- To do: Please return exactly the lines from the one containing "of the antenna" through the end of the records, including both.

Saved entries
——

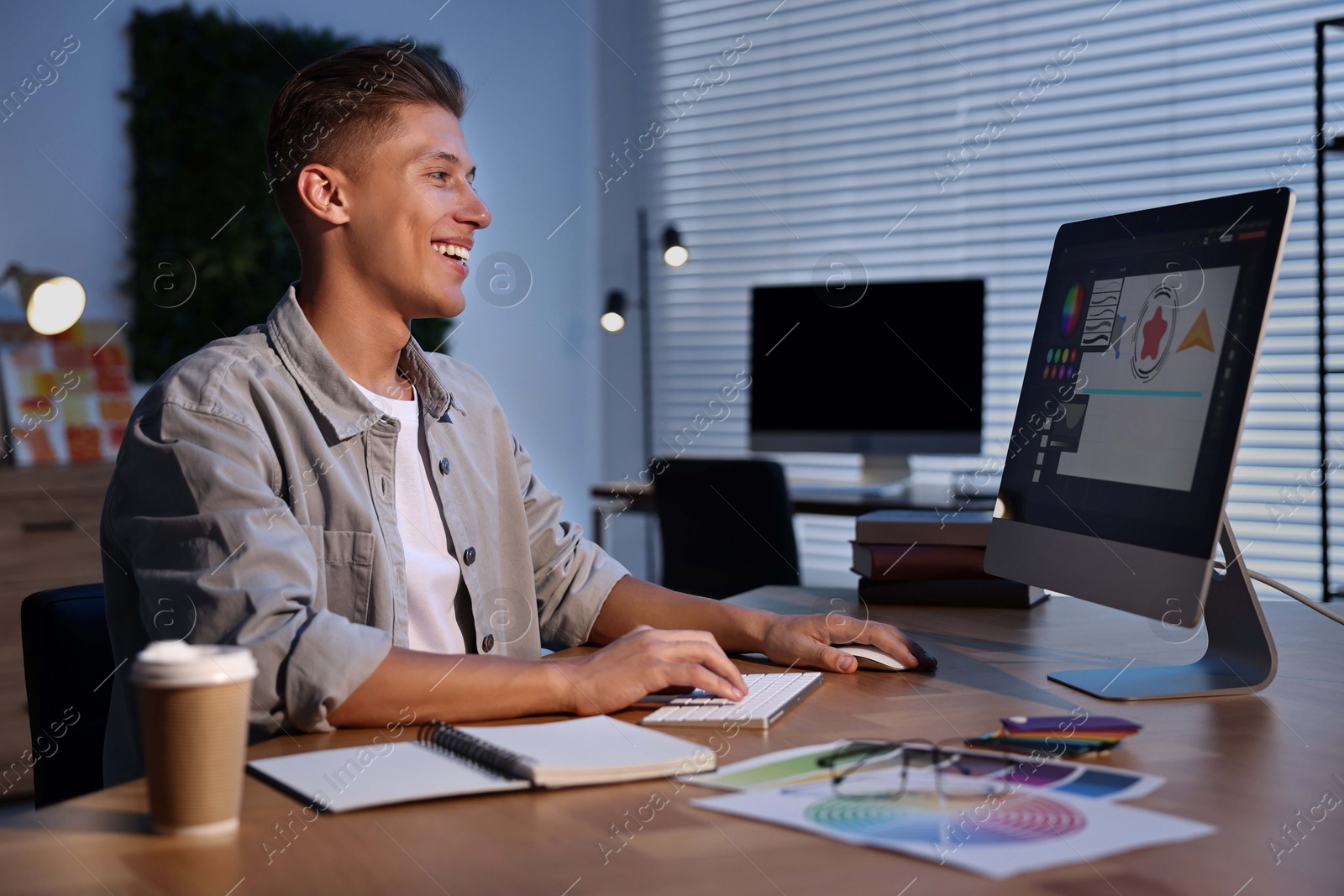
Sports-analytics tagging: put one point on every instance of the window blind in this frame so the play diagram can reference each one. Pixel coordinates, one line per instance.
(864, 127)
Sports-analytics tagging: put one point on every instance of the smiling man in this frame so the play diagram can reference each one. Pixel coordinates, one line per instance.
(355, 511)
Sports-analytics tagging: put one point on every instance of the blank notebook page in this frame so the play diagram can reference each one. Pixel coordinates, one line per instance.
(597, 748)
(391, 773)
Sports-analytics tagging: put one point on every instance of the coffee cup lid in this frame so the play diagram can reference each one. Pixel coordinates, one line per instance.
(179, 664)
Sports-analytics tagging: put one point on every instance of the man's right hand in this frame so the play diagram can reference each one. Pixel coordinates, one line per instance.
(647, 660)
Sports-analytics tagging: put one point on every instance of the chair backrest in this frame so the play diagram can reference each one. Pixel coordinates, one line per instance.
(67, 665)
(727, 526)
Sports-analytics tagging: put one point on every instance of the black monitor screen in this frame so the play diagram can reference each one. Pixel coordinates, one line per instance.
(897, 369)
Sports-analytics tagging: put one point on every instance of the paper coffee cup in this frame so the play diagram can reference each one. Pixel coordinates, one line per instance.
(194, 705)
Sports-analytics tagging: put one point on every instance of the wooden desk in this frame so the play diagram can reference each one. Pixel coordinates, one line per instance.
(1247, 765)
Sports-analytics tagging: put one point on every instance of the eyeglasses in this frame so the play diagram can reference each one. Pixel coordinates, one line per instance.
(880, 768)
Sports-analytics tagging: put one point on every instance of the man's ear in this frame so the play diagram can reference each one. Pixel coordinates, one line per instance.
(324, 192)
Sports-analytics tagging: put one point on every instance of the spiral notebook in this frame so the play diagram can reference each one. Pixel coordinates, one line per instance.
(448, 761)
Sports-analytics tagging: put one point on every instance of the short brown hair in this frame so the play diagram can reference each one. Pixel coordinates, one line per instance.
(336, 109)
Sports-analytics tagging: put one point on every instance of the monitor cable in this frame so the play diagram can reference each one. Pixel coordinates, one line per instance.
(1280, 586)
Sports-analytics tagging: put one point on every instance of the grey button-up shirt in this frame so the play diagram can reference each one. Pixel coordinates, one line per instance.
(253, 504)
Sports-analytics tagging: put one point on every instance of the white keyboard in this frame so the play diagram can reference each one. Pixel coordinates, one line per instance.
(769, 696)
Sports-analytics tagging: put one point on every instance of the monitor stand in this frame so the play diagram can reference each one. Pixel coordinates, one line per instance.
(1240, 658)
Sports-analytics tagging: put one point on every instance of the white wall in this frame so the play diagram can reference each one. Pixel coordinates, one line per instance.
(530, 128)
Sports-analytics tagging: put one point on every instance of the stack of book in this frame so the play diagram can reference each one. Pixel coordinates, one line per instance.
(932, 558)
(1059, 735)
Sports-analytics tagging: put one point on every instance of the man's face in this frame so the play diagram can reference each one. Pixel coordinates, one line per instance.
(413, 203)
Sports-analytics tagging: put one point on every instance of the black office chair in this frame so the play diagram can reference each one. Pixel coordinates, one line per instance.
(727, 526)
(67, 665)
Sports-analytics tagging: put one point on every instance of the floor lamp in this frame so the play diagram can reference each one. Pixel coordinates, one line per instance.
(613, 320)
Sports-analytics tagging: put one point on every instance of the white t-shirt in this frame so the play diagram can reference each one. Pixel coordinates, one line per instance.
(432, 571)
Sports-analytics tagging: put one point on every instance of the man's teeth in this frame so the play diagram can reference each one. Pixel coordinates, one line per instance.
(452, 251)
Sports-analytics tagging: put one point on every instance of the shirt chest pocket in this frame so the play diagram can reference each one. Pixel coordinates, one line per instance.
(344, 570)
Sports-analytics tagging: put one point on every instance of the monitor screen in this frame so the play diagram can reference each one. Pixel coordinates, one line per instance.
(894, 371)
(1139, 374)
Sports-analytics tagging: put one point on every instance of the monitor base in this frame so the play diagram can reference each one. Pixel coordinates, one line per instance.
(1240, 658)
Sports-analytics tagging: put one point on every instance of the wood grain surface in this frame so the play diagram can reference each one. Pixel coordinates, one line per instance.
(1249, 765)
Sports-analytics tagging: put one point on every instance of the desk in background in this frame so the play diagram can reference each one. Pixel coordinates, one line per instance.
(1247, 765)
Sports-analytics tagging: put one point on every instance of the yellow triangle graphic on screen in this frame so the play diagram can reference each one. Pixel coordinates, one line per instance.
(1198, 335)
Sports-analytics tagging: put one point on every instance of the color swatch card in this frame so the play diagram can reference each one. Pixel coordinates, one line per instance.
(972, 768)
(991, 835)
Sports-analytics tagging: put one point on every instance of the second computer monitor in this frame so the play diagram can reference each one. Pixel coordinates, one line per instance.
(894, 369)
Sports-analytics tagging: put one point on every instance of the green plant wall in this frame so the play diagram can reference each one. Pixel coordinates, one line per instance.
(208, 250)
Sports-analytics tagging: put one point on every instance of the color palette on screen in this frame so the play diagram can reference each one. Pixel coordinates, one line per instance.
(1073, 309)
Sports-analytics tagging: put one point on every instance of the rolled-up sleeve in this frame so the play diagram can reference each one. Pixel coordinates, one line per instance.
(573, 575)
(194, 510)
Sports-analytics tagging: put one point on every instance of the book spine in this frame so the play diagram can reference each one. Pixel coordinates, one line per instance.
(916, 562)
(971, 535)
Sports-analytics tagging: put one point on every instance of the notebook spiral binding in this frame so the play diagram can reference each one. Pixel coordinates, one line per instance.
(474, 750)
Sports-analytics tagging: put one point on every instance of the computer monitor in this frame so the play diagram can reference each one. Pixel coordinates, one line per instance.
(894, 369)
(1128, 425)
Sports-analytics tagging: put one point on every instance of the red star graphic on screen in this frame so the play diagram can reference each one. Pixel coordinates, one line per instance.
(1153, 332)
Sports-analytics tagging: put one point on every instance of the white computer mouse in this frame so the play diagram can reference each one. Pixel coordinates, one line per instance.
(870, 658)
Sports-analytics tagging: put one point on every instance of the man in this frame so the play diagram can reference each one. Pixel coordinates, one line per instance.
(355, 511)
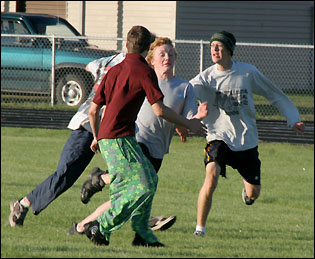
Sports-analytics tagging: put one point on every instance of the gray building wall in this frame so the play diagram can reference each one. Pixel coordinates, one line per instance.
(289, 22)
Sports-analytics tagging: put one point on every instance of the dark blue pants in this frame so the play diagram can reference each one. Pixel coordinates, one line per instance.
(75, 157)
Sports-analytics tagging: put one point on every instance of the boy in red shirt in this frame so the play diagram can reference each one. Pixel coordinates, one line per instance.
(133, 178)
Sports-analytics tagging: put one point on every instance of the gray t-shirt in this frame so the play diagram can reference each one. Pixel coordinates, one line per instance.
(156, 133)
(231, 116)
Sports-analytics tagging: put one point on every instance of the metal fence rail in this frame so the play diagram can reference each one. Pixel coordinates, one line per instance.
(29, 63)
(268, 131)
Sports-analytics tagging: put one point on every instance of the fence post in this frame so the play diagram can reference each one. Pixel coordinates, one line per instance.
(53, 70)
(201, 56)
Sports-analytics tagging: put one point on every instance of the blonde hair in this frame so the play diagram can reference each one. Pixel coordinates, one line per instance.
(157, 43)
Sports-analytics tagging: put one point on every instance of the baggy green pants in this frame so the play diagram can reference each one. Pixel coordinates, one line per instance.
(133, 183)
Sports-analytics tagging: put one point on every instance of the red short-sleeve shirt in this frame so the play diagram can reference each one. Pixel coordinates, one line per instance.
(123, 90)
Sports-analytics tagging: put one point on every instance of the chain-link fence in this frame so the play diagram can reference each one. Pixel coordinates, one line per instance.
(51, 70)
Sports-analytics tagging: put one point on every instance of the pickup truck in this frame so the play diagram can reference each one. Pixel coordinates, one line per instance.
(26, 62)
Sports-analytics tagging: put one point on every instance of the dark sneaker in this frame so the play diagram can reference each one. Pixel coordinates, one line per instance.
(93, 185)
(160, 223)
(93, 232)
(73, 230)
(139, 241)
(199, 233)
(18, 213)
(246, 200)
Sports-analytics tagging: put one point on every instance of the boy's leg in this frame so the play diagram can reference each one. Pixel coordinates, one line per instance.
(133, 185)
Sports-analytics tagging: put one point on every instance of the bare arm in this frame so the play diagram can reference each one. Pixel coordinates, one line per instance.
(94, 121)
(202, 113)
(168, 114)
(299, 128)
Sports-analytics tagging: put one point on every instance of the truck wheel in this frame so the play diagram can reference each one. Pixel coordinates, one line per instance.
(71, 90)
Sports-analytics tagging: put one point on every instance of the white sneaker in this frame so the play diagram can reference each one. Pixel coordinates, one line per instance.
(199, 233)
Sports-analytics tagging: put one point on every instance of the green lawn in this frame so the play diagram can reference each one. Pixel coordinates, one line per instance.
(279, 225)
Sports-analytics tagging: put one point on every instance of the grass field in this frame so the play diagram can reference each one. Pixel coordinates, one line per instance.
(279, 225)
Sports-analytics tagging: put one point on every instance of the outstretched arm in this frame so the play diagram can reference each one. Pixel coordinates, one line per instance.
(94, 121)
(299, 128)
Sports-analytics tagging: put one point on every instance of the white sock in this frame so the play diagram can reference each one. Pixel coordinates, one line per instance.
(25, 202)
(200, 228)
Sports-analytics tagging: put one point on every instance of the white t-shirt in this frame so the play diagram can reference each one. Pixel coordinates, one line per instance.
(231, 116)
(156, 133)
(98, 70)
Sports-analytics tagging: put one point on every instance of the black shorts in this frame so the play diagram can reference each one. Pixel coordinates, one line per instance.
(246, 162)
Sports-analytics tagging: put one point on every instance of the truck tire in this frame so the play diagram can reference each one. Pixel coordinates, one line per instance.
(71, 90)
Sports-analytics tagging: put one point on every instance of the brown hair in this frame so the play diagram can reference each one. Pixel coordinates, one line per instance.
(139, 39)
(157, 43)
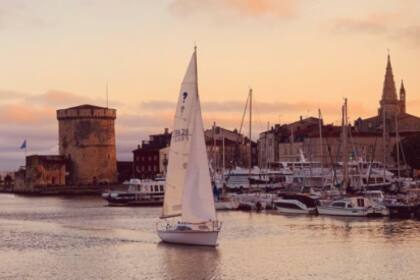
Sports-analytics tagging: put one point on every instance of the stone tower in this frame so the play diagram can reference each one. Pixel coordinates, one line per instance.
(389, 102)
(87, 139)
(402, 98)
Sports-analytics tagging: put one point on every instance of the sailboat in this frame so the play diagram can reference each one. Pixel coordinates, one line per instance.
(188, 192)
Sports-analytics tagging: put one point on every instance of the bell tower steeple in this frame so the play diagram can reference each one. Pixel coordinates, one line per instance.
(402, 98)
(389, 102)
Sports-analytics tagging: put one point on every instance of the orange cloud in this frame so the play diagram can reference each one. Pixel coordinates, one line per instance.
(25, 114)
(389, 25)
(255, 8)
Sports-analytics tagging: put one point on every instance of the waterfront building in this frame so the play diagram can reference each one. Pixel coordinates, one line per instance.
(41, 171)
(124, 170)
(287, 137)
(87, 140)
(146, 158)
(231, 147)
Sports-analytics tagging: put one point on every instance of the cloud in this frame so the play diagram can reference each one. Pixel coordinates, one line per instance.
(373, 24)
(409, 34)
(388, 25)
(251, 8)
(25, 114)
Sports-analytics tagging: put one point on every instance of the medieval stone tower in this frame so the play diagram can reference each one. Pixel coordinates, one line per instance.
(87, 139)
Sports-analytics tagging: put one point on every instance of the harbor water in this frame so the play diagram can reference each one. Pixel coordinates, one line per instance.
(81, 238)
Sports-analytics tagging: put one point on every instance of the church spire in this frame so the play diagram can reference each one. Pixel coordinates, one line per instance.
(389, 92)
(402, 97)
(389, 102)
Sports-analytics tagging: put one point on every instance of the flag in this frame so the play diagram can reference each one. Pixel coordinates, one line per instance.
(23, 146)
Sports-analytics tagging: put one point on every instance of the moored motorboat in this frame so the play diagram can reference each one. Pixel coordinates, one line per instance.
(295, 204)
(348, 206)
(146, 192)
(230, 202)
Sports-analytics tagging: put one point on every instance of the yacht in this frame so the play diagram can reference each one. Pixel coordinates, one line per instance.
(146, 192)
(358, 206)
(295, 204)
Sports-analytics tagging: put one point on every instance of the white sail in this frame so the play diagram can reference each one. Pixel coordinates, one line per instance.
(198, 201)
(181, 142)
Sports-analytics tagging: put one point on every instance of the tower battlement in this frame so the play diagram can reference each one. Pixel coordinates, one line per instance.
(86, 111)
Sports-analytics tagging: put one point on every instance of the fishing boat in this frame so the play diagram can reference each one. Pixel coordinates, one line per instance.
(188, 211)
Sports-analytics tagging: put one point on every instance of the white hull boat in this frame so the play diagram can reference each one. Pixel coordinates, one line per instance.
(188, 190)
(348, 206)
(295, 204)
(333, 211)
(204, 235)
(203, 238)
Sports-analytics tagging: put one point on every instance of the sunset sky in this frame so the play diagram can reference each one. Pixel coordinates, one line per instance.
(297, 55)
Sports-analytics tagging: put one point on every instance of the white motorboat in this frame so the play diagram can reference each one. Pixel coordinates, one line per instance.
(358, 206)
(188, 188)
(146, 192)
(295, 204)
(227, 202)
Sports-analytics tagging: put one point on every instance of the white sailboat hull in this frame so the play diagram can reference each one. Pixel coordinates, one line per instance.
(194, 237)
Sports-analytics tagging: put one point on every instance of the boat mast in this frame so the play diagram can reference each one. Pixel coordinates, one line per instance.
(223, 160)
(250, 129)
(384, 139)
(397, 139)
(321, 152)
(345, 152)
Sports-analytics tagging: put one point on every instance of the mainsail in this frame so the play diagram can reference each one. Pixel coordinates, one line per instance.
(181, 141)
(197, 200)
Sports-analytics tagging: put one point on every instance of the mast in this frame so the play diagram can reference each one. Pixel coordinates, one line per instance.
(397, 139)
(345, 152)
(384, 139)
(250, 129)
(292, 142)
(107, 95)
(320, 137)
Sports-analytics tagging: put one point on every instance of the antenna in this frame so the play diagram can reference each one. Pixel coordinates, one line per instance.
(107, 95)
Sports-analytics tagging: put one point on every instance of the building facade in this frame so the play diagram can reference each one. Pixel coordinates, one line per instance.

——

- Output of the task:
Sports-analytics tagging: put one point on every instance of the antenna in this frame so the play diagram can reference each one. Pixel coordinates, one line per instance.
(107, 95)
Sports-analytics tagging: put one point on every instance of the building facade in this frame so the play diagram can reference each one. Pixel coordinates, one line per instance.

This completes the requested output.